STORED DATA:
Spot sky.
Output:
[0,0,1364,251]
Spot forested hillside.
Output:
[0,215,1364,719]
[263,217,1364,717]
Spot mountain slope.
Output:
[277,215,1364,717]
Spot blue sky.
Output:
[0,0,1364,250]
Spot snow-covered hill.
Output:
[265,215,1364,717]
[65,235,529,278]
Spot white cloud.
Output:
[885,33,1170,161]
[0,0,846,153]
...
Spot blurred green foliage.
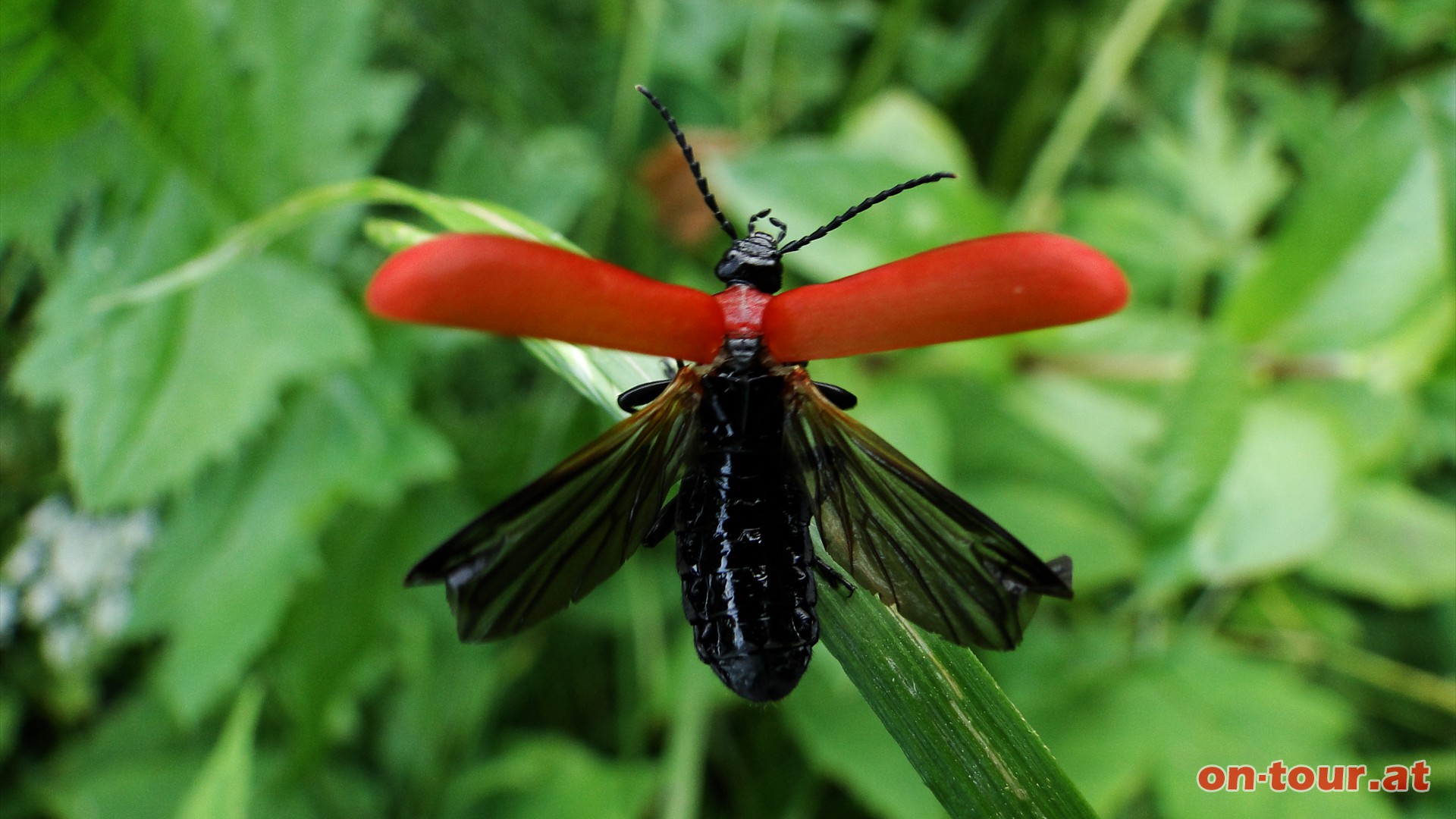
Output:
---
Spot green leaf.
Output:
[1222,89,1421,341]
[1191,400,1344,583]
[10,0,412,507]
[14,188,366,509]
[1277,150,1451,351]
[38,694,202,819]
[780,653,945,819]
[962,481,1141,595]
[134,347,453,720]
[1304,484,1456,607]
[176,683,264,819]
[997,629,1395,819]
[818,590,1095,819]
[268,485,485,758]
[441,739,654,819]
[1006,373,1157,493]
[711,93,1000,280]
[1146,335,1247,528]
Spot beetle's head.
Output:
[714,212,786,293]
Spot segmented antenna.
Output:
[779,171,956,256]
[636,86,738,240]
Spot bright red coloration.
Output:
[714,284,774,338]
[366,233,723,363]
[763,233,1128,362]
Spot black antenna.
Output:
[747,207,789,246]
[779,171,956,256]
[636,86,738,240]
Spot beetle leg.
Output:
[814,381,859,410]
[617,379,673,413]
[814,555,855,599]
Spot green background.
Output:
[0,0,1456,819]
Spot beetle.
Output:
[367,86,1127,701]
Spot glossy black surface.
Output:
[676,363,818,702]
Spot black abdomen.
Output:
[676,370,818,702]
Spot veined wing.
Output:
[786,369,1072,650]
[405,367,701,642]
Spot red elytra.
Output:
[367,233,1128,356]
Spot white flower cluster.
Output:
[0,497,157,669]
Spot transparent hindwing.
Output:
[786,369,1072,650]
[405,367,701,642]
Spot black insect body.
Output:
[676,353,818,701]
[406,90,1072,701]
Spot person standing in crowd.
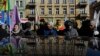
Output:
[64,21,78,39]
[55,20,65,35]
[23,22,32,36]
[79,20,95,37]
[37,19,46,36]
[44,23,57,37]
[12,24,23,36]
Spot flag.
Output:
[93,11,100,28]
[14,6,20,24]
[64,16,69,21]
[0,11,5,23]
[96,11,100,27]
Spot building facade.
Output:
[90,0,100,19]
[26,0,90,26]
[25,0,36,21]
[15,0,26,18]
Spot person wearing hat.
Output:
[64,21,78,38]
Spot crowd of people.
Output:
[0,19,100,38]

WHAT TO PRODUCE:
How many lines in the rows above contain the word "person"? Reply with the number only.

COMPLETE OUTPUT:
2